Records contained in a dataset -
----

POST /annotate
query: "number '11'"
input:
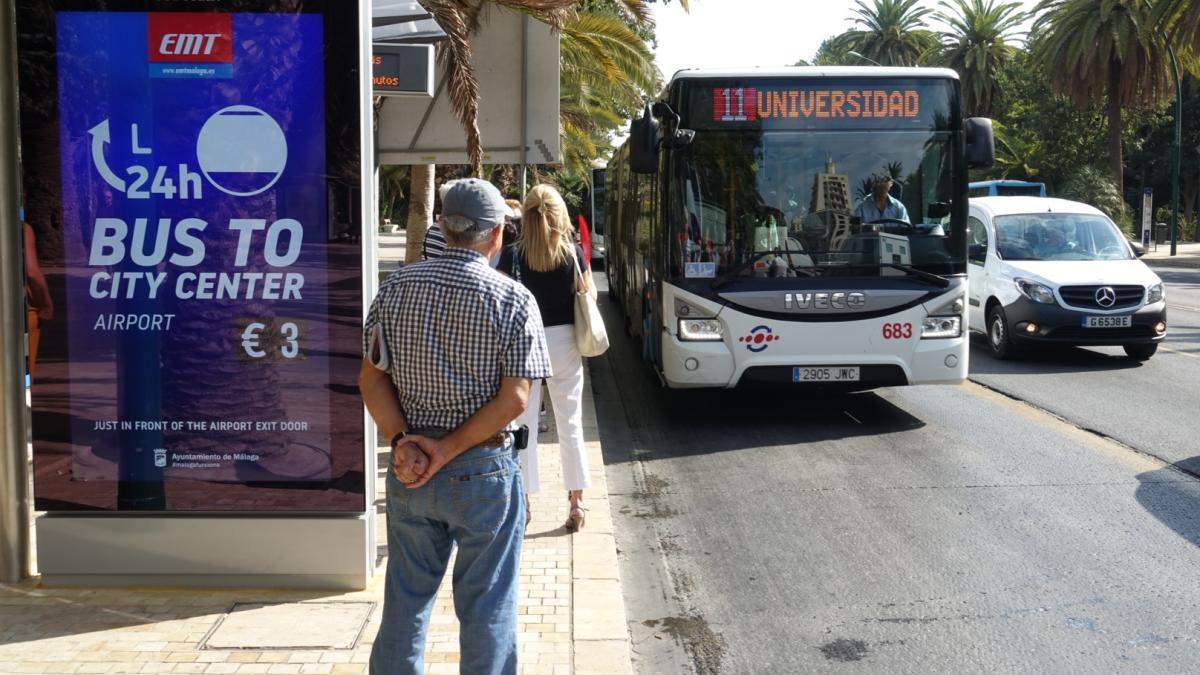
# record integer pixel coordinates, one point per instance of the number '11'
(730, 115)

----

Your task -
Give back each entry verbatim but drop its pictures.

Task solution -
POST /annotate
query: "number '11'"
input:
# record integer pixel coordinates, one point per instance of the number '11'
(730, 115)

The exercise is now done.